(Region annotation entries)

###

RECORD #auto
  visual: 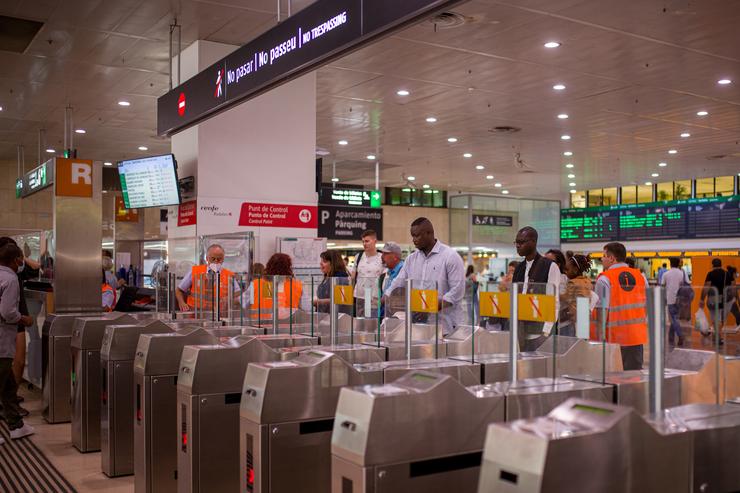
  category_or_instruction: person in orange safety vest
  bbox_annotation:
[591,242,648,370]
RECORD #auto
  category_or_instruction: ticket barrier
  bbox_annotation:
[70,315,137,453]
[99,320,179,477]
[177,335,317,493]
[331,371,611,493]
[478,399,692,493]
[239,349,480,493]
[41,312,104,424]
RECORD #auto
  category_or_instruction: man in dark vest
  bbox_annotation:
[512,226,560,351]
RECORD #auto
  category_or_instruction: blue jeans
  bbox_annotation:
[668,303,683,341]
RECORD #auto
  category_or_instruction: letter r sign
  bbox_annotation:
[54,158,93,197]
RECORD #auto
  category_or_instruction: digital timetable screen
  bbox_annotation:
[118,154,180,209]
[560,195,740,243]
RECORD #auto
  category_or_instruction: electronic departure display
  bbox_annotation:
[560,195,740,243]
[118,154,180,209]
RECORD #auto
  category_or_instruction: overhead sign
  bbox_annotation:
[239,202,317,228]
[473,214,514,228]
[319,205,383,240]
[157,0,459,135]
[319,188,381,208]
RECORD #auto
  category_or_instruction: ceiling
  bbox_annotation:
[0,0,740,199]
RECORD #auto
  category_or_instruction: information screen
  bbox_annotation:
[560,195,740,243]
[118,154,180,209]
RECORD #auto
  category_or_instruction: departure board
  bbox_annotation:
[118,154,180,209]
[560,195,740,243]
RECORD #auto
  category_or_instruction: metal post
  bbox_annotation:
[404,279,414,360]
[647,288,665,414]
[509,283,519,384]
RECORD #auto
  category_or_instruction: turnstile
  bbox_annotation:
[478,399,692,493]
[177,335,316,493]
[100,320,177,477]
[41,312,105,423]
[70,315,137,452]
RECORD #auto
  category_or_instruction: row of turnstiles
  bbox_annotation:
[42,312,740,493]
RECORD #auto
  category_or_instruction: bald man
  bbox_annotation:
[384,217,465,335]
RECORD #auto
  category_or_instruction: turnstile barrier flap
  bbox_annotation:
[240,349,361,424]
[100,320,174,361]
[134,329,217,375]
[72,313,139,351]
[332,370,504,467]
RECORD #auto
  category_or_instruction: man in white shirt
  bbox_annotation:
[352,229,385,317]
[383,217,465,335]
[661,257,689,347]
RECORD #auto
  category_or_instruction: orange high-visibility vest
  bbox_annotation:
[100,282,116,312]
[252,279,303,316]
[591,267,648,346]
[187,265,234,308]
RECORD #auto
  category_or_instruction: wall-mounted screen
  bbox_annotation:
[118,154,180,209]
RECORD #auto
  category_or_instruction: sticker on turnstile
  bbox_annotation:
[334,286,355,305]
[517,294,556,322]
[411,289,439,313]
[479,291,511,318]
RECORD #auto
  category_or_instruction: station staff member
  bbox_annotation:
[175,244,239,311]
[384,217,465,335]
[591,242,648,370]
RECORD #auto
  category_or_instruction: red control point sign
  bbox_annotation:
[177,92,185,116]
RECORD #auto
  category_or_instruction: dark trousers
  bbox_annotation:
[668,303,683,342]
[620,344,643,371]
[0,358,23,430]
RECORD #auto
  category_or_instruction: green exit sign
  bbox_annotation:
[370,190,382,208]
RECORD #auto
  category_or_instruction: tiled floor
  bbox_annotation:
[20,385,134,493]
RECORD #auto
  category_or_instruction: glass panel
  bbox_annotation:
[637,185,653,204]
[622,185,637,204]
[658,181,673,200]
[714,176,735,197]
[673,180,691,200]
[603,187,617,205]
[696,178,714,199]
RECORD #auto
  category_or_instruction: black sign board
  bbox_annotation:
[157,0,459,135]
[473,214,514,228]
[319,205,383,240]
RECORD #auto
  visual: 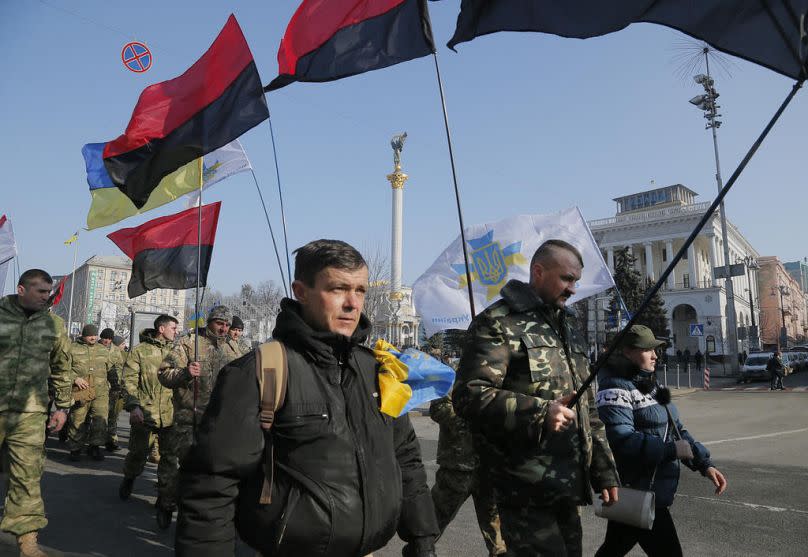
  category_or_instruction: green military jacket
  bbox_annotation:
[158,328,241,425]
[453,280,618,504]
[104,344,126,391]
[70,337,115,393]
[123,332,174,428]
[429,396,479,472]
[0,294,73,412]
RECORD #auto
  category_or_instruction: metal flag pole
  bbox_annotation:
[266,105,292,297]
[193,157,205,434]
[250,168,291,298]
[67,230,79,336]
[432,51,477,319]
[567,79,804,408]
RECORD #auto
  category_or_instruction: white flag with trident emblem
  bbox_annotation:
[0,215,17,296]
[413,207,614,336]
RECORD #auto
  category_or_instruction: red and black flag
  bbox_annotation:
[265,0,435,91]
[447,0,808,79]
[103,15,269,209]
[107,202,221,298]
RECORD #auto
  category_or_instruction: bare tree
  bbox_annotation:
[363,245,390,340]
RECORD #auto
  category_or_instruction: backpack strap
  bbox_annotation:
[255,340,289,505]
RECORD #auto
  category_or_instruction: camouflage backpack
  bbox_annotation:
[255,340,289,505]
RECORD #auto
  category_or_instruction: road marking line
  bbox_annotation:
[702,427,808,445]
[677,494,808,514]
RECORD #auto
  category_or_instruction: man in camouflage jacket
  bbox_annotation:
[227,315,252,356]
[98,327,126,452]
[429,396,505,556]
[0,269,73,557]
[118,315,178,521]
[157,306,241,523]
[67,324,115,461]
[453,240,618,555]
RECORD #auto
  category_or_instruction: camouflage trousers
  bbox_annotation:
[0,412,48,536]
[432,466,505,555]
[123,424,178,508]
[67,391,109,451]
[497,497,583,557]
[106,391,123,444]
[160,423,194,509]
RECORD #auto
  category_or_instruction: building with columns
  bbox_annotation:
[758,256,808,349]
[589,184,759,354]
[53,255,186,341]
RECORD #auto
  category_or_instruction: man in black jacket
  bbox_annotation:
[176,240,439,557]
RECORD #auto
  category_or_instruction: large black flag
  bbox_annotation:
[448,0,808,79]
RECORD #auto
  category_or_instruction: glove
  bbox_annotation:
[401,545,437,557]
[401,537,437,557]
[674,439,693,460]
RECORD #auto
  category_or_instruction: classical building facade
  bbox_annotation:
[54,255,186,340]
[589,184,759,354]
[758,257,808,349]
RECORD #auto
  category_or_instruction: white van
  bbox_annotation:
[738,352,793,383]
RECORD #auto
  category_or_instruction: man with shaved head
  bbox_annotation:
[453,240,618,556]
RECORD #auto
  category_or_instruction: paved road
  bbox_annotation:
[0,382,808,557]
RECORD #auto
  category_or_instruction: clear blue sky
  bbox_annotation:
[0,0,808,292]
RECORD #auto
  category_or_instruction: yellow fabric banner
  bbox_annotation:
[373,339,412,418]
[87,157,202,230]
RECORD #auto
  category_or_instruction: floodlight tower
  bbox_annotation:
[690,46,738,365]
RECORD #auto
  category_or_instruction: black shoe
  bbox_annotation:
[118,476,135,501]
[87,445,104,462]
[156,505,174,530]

###

■ SHORT TASK: Extract every line of the rows above that contains the word "blue", treating uppercase and lowercase as distinct.

■ FINAL RESULT:
  category_or_instruction: blue jeans
  category_or_instruction: clear blue sky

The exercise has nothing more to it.